__SUPPLIED ENTRIES__
■ ■ ■
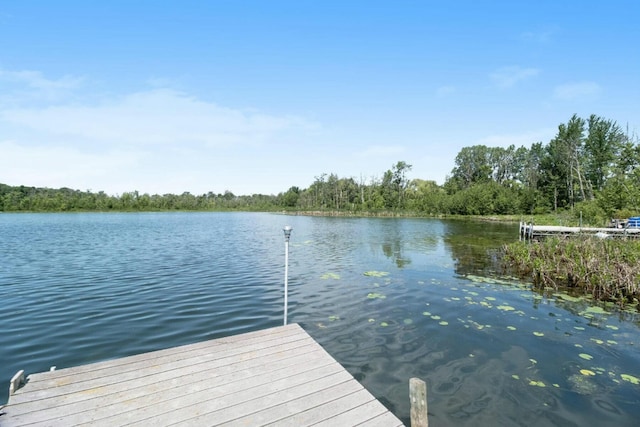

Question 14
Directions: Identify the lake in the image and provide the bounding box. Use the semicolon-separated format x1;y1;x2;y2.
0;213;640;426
■ ■ ■
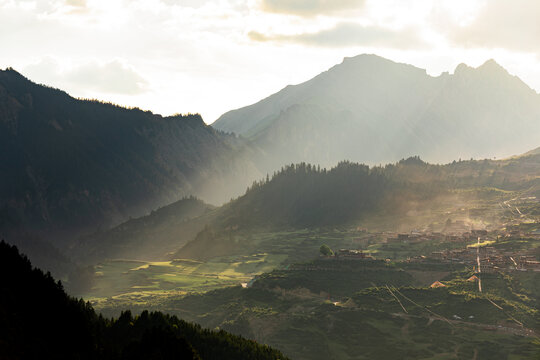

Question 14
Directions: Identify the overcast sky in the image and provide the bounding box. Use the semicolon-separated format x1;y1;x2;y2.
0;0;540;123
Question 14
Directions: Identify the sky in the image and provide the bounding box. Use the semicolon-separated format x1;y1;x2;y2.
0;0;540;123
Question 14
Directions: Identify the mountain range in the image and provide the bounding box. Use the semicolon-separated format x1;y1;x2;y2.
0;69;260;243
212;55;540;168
■ ■ ■
__EXERCISE AIM__
Gather every line of the data above that contains the word "Identify", treating uppercase and lowercase as different, and copy each such line out.

__FINAL RESULT__
Directions: Identify the lake in the image and provide the bounding box. Use the semicolon-separated format x1;y1;x2;y2.
Directions: Identify the overcast sky in the image and provide the bounding box. Use the semicolon-separated format x1;y1;x2;y2.
Directions: Identify the sky in the image and provide the bounding box. Use the semicolon-separated format x1;y1;x2;y2.
Directions: Identify the mountain range in the image and provide the bounding box. Use the semicolon-separated format x1;y1;x2;y2.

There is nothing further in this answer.